Associated Press, carried in Duluth News Tribune [Green Bay WI]
February 21, 2005

GREEN BAY, Wis. - Prosecutors asked the court Monday to use evidence of other molestations and a previous conviction of child pornography possession against a priest charged with molesting a 10-year-old boy.

Prosecutors filed the motion as police put out a request to hear from anyone who might have had an encounter with Donald Buzanowski.

Buzanowski, 62, faces two counts of first-degree sexual assault of a child for allegedly fondling a 10-year-old boy while serving as a counselor at Ss. Peter & Paul Catholic School in Green Bay. If convicted, he faces up to 40 years in prison.

In the court documents, special prosecutor Vince Biskupic said he wants to use evidence from Buzanowski's November 2000 conviction for possession of child pornography and an unprosecuted allegation made by a 39-year-old man. The man said Buzanowski molested him "20 times or more" during visits to a Door County cottage beginning in the summer of 1978.

Spatial location data:

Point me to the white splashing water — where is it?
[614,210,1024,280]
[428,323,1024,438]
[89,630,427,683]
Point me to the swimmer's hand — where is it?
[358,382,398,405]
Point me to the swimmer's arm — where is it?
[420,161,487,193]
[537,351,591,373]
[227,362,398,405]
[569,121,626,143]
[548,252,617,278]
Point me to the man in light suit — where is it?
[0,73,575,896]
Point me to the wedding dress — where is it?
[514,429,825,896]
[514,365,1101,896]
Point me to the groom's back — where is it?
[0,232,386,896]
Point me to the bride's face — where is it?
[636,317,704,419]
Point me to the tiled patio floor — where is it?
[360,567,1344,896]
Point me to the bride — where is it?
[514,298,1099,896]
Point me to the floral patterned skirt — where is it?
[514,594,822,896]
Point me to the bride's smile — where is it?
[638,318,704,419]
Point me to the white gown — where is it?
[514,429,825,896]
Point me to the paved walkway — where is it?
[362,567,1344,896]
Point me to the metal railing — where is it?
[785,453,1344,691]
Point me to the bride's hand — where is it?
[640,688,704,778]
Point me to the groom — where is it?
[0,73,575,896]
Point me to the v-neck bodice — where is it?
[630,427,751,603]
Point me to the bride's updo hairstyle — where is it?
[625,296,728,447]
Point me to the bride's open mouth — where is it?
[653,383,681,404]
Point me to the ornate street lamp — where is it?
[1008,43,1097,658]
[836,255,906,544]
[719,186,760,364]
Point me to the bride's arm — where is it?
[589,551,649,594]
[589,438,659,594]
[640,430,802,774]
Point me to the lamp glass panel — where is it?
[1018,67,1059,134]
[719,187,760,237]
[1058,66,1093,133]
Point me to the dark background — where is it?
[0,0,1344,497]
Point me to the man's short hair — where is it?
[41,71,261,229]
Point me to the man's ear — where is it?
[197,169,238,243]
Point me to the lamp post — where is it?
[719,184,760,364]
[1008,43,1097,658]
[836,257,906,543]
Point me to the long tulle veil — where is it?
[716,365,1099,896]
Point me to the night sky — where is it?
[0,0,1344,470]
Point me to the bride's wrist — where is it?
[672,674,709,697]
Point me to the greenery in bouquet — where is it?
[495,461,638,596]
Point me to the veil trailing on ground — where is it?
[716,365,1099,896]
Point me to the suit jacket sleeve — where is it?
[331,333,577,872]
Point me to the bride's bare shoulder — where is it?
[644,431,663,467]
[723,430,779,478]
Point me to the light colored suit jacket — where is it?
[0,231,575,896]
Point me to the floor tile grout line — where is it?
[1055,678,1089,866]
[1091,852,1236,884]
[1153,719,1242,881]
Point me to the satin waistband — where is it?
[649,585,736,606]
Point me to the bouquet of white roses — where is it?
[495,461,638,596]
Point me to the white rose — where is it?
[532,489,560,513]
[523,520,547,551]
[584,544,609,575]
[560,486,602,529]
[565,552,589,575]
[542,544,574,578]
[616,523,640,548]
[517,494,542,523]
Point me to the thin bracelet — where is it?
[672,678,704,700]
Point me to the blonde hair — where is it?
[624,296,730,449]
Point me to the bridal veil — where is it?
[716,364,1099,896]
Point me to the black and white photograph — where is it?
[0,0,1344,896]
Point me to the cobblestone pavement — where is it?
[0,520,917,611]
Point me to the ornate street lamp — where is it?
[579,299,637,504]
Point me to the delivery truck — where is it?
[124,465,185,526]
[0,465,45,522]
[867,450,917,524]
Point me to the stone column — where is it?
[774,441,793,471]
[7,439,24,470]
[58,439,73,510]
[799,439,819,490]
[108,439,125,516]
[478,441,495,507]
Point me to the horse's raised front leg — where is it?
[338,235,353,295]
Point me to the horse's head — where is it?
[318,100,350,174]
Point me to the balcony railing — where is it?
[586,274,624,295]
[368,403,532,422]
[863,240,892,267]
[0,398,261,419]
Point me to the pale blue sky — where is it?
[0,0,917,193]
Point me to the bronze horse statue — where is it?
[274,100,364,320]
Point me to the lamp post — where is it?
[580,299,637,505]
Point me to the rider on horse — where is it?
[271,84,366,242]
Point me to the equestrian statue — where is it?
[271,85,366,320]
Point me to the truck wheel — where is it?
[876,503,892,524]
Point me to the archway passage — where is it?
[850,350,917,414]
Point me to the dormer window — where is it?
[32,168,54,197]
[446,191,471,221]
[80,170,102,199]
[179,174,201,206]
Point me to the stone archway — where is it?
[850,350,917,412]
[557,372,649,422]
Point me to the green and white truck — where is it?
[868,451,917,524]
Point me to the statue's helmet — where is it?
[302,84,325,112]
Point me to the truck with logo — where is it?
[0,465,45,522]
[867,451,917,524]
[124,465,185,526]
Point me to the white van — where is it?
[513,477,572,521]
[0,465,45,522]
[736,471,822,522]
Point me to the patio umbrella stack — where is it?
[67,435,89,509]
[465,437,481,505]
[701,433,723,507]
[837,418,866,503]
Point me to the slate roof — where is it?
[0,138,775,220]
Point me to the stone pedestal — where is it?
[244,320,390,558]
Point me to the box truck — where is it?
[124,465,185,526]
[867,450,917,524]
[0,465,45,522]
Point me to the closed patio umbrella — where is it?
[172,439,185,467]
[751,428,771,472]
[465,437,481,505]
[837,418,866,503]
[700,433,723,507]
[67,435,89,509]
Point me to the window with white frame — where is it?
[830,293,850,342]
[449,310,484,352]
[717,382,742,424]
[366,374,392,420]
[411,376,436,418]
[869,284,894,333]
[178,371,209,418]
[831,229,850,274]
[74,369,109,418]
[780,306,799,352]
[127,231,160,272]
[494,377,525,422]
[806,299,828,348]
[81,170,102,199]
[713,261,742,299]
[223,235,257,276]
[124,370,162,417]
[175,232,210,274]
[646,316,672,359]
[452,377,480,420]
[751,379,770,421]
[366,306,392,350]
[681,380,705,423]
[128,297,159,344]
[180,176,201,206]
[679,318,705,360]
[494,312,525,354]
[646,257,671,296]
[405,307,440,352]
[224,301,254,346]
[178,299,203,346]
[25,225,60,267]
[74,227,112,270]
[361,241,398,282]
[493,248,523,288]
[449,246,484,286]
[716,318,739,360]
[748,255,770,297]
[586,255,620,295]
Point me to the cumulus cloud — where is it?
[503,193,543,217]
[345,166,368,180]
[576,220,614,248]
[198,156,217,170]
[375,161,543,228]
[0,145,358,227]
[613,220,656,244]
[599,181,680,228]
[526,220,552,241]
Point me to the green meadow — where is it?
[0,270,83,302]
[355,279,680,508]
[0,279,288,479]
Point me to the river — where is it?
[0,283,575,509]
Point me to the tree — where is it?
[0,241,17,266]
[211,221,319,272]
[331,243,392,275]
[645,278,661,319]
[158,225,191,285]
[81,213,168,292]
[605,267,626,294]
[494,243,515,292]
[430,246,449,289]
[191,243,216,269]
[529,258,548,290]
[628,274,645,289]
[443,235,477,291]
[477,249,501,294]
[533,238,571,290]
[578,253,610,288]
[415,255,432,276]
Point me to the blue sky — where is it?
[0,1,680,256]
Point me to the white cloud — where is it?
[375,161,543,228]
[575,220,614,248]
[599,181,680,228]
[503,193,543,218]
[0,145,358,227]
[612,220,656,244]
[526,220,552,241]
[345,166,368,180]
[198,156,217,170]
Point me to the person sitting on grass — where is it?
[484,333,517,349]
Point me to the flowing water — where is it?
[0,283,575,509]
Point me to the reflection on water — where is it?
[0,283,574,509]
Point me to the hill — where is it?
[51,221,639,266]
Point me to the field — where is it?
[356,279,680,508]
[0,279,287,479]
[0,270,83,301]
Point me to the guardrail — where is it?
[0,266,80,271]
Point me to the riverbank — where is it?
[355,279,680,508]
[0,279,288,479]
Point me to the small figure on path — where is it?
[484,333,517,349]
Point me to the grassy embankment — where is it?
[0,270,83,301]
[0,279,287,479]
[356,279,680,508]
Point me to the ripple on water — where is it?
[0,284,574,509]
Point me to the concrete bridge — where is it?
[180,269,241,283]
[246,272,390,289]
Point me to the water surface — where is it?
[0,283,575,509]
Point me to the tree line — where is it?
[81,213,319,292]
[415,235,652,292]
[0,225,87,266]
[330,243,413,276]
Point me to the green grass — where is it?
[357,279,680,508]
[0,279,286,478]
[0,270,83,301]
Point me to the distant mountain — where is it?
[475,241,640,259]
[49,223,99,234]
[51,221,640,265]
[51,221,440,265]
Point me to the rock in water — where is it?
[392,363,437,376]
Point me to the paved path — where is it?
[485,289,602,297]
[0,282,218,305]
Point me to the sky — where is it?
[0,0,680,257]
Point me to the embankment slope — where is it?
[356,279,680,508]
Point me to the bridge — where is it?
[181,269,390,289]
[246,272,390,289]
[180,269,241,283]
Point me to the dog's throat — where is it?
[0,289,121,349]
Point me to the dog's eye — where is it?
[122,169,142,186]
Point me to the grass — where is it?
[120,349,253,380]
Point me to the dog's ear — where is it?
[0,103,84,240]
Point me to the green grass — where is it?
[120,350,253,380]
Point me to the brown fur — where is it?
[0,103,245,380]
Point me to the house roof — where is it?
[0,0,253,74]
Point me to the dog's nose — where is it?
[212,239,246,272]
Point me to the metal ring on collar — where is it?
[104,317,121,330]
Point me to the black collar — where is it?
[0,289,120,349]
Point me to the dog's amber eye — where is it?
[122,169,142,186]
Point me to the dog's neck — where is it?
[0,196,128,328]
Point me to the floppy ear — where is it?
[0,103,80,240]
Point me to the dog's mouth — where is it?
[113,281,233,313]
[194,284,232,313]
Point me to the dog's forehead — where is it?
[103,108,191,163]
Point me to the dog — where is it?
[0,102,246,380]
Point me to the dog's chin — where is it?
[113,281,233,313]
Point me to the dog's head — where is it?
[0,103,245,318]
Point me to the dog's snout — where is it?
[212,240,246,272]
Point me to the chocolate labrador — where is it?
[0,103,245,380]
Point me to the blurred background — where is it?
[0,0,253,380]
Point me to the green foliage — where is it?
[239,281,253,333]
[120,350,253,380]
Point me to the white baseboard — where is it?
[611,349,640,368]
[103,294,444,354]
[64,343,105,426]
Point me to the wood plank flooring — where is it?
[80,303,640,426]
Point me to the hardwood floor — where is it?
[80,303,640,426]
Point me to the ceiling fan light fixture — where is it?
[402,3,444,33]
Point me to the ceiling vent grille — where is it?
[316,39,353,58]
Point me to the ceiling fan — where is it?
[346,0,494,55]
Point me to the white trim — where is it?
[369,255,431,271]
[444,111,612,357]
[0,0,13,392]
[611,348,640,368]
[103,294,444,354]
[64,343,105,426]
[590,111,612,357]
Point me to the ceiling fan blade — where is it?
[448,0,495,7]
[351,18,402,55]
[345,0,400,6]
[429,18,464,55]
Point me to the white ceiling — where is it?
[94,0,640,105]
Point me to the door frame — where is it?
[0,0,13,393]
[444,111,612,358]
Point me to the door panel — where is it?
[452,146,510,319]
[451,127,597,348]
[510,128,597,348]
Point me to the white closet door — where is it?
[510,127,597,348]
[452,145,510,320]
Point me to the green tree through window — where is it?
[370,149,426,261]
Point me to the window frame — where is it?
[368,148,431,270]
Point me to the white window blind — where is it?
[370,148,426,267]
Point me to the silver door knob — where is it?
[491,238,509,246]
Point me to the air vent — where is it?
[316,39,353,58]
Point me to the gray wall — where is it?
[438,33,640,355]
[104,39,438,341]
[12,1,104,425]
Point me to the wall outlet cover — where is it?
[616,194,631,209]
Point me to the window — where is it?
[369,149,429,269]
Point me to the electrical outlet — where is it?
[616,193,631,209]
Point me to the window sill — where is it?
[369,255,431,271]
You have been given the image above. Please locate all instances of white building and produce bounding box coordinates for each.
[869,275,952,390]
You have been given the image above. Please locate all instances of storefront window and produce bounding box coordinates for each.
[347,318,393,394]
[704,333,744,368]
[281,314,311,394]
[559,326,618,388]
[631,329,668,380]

YOUR INSTRUCTIONS: Copy out the whole news article about the Donald Buzanowski case word for word. The items have nothing to do with this.

TASK RESULT:
Associated Press, carried in Duluth News Tribune [Green Bay WI]
February 21, 2005

GREEN BAY, Wis. - Prosecutors asked the court Monday to use evidence of other molestations and a previous conviction of child pornography possession against a priest charged with molesting a 10-year-old boy.

Prosecutors filed the motion as police put out a request to hear from anyone who might have had an encounter with Donald Buzanowski.

Buzanowski, 62, faces two counts of first-degree sexual assault of a child for allegedly fondling a 10-year-old boy while serving as a counselor at Ss. Peter & Paul Catholic School in Green Bay. If convicted, he faces up to 40 years in prison.

In the court documents, special prosecutor Vince Biskupic said he wants to use evidence from Buzanowski's November 2000 conviction for possession of child pornography and an unprosecuted allegation made by a 39-year-old man. The man said Buzanowski molested him "20 times or more" during visits to a Door County cottage beginning in the summer of 1978.